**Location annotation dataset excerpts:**
--------------------------------

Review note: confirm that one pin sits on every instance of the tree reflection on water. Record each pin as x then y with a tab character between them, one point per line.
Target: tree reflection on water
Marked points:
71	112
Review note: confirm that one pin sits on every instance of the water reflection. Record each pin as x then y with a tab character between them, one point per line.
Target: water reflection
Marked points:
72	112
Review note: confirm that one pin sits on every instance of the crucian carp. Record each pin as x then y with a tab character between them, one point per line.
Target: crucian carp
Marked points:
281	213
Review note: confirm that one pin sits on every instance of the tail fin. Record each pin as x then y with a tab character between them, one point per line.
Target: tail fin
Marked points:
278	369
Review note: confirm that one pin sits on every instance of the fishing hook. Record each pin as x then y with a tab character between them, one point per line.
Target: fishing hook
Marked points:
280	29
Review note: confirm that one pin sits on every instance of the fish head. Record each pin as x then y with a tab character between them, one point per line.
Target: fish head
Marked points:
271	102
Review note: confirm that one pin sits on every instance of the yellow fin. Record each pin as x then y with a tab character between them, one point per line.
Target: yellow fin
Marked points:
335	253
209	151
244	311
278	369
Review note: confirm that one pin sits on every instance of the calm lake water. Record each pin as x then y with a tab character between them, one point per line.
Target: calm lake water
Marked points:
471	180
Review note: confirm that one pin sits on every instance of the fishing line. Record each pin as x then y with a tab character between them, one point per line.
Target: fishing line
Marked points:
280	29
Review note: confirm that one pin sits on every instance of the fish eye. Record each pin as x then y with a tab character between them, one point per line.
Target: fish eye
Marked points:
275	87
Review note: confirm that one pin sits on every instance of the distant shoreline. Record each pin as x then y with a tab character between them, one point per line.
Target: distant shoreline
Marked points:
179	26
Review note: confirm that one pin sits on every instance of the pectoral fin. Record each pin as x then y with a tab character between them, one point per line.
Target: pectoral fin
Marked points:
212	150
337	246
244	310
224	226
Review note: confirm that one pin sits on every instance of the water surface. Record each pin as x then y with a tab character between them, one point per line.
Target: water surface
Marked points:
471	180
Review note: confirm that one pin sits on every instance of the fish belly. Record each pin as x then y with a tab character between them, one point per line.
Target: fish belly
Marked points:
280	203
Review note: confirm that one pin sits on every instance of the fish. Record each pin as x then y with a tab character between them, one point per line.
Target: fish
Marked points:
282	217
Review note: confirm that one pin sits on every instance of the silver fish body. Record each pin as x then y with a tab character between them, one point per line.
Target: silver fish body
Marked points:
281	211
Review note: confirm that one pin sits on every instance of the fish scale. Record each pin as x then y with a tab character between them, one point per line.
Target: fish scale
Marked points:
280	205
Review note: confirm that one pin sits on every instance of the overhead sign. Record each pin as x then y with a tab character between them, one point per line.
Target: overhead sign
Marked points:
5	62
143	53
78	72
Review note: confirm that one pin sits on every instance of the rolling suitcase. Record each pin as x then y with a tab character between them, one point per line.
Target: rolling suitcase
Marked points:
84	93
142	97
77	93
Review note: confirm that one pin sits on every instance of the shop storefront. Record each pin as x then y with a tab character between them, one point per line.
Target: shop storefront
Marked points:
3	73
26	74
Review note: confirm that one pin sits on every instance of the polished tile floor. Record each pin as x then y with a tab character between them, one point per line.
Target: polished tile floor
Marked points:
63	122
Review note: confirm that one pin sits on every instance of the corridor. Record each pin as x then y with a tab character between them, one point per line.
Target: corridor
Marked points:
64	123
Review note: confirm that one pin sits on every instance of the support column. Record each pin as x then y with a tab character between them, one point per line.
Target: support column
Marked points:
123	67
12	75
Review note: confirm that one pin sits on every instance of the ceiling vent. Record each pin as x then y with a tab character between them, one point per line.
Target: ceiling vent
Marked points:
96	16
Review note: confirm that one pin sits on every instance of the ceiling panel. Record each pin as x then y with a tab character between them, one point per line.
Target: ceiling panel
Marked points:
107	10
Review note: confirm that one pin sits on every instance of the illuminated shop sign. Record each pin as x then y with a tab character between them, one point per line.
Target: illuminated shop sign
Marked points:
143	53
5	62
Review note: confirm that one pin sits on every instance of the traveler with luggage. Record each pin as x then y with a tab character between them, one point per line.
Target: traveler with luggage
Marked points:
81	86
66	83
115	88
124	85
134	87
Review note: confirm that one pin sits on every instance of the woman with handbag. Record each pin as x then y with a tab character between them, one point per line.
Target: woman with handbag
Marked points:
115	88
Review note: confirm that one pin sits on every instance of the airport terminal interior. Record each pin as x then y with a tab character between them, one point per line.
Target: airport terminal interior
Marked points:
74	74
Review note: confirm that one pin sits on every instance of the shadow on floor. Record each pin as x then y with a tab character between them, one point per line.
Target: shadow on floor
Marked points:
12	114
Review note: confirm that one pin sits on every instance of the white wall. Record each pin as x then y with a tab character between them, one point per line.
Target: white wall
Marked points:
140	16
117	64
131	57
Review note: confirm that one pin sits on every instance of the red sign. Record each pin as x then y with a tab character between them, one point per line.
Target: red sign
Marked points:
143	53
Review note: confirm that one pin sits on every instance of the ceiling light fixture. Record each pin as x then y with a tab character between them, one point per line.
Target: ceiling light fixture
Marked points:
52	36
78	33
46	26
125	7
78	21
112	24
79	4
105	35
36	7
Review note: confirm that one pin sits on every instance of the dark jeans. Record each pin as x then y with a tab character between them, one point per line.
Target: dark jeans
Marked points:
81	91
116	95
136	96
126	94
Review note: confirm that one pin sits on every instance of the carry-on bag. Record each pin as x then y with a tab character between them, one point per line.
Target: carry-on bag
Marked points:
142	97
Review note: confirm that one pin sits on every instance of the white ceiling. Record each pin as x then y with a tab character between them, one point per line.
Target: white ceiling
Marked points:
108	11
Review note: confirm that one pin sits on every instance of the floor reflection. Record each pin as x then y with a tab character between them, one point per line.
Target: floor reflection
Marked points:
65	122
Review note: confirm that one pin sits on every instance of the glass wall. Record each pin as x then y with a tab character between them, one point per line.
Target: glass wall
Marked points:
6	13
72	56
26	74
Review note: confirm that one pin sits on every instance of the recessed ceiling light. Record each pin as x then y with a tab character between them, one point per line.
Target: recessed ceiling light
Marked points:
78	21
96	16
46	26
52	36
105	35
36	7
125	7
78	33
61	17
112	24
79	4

--------------------------------

**DIRECTION:** All of the entries must be quoted exactly; please include each one.

**SOLUTION BELOW:**
Review note: confirm that one pin sits on every instance of the tree reflection on water. Record each pin as x then y with a tab character between them, one point per line.
Target: tree reflection on water
Marked points:
71	112
Review note: confirm that one pin sits on every instance of the water reflection. Record each pin as x then y with a tab character between them, one point per line.
Target: water reflection
Marked points:
72	112
Review note: confirm that one pin sits on every instance of the crucian carp. Record each pin as x then y with a tab character between them, one point per line.
Target: crucian carp
Marked points:
281	213
Review note: confirm that one pin sits on every instance of the tail fin. Record each pin as x then y with a tab character between them, one point per line.
Target: tail fin
Marked points:
278	369
Review note: confirm that one pin sits on every instance of the fishing hook. Record each pin as x then y with a tab character between them, one point per line.
Target: fishing hook
Marked points:
280	29
Review note: confirm that one pin sits on every instance of the fish head. Record each pin as x then y with a tab character between them, one point per line.
Target: fish head
Marked points:
271	102
Review note: confirm that one pin sits on every instance of the yellow fin. Record each pin as x then y with a tab character between them, one point per line.
Target: yellow fin
Marked points:
335	253
209	151
244	311
278	369
Review note: confirm that one pin sits on every instance of the calm lake water. Record each pin as x then y with a tab character between them, one point per line.
Target: calm lake water
Marked points:
471	180
Review note: confirm that one pin sits on every instance of the fishing line. Record each pin as x then y with a tab character between them, one point per line.
Target: fishing line
Marked points:
280	29
Review note: confirm that one pin sits on every instance of the fish eye. Record each pin as x then y with a tab character between them, one point per line.
Target: fish eye
Marked points:
275	87
Review note: confirm that one pin sits on every instance of the distant shoreline. Record each pin as x then y with a tab character between them, one point per line.
Target: distant shoreline
Marked points:
179	26
Review note: confirm that one pin sits on every instance of the pectoral fin. Record each pin as x then y with a tab character between them, one point per line.
Target: pectoral fin
Marked points:
212	150
337	246
244	310
224	226
Review note: confirm that one pin sits on every instance of the water surface. Record each pin as x then y with a tab character between them, one point per line.
Target: water surface
Marked points:
471	180
Review note: confirm that one pin sits on every instance of the fish belly. Record each pin as x then y with a tab character between them, one point per line.
Target: fish belly
Marked points:
280	203
Review note: confirm that one pin sits on every instance of the fish. Record each pin as x then y with a tab character between them, one point per line.
Target: fish
Marked points:
282	217
Review note: confirm that one pin sits on every instance of the silver fish body. Record each pin as x then y with a tab character between them, one point per line.
Target: silver fish body
Marked points:
281	211
Review note: confirm that one pin sits on every instance of the fish scale. Record each pin as x then y with a tab character between them, one point per line.
Target: fish scale
Marked points:
280	205
Review note: confirm that one pin sits on every instance of the overhead sign. Record each pin as x then y with a tab character between them, one point per line.
Target: overhead sign
Marked points:
5	62
143	53
78	72
Review note: confirm that one pin sits on every instance of the rolling suitcase. Record each pin as x then y with a tab character between them, one point per line.
Target: rolling suitcase
Marked points:
84	93
142	97
77	93
Review note: confirm that one pin sits on every instance of the shop storefront. Record each pin as x then y with a tab character between them, one point per line.
Target: shop storefront
Marked points:
3	73
26	74
Review note: confirm that one pin sits on every instance of the polished tile floor. Record each pin as x then y with a tab character between them, one point per line.
Target: polished tile floor
Marked points:
63	122
Review note: confirm that one pin sits on every instance of the corridor. Record each pin as x then y with a tab character between them, one point per line.
Target: corridor
Marked points:
64	123
Review note: confirm that one pin sits on every instance of the support column. Record each pin as x then y with a tab character between them, one point per line.
Target: support column
Marked points:
123	67
12	75
Review note: confirm that one pin sits on every instance of the ceiling vent. Record each pin as x then y with a tab character between them, one point per line.
Target: ceiling vent
Marked points:
96	16
Review note: confirm that one pin sits on every instance of the ceiling panel. Record each pin as x then y with a tab character between them, one point per line.
Target: ceiling panel
Marked points:
107	10
Review note: confirm that one pin sits on every instance of the illuminated shop sign. Record each pin as x then y with a tab character between them, one point per line.
Target: illuminated shop sign
Marked points:
143	53
5	62
Review note: confirm that one pin sits on every instance of the traveler with luggage. Record each pin as x then y with a tab character between them, one point per line.
Target: traveler with luggage
Marked points:
81	86
66	83
115	88
124	85
134	87
Review note: confirm that one pin sits on every instance of the woman with handbag. Record each pin as x then y with a tab character between them, one point per line.
Target: woman with handbag
Marked points:
115	88
Review note: confirm that one pin sits on every instance of the airport terminal interior. Record each pin as x then y with a tab character between them, one point per line.
Target: airport terminal interior
Marked points:
74	74
Review note: confirm that one pin sits on every instance of the shadow on floor. Record each pin as x then y with a tab character between them, one point per line.
Target: shadow on floor
Marked points:
12	114
Review note: confirm that one pin sits on every instance of the white wall. Record each pin as x then y with a tab character between them, one point per line.
Target: white wall
Marked points:
140	16
117	64
131	57
Review note: confirm that one pin sits on every instance of the red sign. Record each pin as x then y with a tab character between them, one point per line.
Target: red sign
Marked points:
143	53
Review note: confirm that one pin sits on every instance of the ceiling light fixture. Record each pin as x then y with a tab character between them, one point per line.
Target: ceiling light fixture
Marked points:
52	36
78	33
46	26
125	7
78	21
112	24
79	4
105	35
36	7
Review note: confirm that one pin sits on every instance of the dark jeans. Record each pin as x then y with a tab character between them, one point per line.
Target: dark jeans
Marked points:
81	91
116	95
136	96
126	94
Review note: confirm that one pin sits on every instance of the carry-on bag. Record each pin as x then y with a tab character between them, one point per line.
Target: carry-on bag
Marked points:
142	97
Review note: confirm that one pin sits on every instance of the white ceiling. Record each pin as x then y with a tab character between them, one point per line.
Target: white ceiling
Marked points:
108	11
Review note: confirm that one pin sits on every instance of the floor reflection. Record each pin as x then y with a tab character between them, one point per line.
Target: floor reflection
Marked points:
65	122
Review note: confirm that one pin sits on every instance of the glass wall. Record each pin as x then y with a tab character between them, one point per line.
Target: glass wall
Marked points:
6	13
72	56
26	74
Review note: confirm that one pin sits on every instance of the recessed ceiling light. Record each pin as x then y with a tab character between them, one point per line.
Target: recessed ceiling light
Marked points:
78	21
96	16
46	26
52	36
105	35
36	7
125	7
78	33
61	17
112	24
79	4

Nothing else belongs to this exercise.